* **TASK BRIEF**
Show every line of the records below that contains the string "boat", matching case exactly.

[Begin SUPPLIED MATERIAL]

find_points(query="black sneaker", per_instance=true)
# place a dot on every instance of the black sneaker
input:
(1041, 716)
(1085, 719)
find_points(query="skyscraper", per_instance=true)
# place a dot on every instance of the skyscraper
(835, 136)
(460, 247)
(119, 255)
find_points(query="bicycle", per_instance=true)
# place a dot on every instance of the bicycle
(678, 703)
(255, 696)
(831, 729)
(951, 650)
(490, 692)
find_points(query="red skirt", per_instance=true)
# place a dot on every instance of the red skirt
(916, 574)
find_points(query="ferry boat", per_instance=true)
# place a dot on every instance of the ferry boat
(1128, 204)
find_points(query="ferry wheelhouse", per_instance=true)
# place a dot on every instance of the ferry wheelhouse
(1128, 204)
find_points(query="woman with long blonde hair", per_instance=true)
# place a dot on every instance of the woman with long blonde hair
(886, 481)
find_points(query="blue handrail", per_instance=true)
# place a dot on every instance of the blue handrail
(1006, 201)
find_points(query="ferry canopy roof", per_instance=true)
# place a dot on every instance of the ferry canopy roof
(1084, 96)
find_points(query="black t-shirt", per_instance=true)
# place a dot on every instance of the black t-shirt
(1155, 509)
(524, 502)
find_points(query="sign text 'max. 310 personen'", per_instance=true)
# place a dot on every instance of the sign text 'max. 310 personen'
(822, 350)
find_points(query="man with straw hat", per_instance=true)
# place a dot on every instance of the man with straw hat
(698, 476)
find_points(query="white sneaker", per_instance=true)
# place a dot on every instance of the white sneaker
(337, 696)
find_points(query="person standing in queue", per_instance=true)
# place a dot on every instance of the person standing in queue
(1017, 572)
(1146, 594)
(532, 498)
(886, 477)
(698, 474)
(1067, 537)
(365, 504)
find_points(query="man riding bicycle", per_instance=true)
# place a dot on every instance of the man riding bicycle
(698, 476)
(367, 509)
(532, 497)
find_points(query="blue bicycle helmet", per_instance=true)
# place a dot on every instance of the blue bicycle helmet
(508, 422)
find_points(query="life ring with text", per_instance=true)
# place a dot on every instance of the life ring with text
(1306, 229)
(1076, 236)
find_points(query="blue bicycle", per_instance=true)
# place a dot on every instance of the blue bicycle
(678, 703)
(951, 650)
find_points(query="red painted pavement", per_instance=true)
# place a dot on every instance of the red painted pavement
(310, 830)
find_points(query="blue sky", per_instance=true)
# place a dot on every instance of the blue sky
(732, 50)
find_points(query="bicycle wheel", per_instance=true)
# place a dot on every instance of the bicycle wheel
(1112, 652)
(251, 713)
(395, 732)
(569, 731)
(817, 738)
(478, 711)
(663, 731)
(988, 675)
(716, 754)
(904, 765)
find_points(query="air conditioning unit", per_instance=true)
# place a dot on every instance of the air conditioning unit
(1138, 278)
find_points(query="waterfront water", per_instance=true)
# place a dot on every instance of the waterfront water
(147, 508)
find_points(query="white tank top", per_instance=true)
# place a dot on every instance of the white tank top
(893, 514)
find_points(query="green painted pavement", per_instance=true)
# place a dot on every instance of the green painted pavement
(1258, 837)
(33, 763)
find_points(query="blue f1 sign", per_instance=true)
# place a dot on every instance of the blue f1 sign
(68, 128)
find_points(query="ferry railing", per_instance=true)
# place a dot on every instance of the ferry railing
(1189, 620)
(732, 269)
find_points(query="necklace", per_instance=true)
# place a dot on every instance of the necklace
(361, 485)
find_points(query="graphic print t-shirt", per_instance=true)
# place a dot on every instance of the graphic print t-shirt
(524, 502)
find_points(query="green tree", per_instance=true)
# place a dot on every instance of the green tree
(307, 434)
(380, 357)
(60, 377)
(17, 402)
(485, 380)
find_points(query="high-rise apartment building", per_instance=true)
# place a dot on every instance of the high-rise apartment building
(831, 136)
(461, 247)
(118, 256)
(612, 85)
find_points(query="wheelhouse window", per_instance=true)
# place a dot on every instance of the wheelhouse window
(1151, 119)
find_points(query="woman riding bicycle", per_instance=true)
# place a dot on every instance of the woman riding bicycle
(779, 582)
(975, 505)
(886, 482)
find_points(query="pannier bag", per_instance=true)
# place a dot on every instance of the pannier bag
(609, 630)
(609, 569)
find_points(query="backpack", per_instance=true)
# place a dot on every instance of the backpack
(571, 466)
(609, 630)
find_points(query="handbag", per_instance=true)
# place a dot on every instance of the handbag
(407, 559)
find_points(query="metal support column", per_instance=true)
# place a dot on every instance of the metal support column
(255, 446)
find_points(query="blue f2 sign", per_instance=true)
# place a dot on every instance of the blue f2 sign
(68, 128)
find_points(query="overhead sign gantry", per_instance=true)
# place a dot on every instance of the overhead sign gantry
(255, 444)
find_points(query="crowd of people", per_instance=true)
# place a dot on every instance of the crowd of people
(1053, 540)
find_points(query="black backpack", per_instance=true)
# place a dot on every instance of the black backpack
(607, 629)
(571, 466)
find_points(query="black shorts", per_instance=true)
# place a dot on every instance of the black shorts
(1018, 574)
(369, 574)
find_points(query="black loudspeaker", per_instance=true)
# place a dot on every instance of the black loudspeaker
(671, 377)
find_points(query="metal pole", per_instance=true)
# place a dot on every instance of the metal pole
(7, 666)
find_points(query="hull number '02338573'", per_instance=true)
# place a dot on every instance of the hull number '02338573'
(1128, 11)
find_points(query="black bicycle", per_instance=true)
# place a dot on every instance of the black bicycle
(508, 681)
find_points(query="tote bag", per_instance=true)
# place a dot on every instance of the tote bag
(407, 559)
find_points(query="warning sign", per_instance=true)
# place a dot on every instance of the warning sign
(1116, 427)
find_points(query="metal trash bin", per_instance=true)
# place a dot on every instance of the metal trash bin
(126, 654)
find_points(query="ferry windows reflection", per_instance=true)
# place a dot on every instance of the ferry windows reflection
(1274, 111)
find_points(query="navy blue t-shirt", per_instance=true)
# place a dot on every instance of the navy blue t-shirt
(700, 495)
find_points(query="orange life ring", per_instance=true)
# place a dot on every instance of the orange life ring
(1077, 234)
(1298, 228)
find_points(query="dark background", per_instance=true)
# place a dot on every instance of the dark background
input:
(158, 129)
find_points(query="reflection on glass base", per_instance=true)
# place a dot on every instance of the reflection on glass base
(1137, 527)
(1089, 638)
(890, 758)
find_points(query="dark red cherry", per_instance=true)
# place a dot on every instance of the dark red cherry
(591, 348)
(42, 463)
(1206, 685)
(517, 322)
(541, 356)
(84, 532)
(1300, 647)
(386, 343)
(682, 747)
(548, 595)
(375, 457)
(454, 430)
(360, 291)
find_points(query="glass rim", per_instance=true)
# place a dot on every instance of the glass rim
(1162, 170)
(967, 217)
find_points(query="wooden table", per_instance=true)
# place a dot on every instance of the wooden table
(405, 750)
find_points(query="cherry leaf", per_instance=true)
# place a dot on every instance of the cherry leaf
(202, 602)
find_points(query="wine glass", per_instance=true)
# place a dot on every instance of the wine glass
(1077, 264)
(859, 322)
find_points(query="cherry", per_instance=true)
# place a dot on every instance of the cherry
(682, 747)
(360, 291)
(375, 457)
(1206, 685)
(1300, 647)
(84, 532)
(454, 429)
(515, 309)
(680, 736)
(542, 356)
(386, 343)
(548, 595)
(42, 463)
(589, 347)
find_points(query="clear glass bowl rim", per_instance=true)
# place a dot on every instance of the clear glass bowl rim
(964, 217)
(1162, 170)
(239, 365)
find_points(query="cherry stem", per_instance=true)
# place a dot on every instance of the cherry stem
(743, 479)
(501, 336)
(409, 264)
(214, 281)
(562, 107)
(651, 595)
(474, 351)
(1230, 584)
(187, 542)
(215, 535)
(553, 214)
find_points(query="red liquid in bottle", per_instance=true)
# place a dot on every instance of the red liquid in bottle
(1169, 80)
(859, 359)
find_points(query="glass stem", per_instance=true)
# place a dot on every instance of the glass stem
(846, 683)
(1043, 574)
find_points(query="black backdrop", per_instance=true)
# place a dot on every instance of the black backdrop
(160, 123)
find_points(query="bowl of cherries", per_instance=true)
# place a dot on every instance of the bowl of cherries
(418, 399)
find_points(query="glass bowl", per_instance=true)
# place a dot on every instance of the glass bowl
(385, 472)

[End SUPPLIED MATERIAL]

* **ANSWER TO THE TASK**
find_points(query="ferry boat", per_instance=true)
# place a dot on every instance of the ferry boat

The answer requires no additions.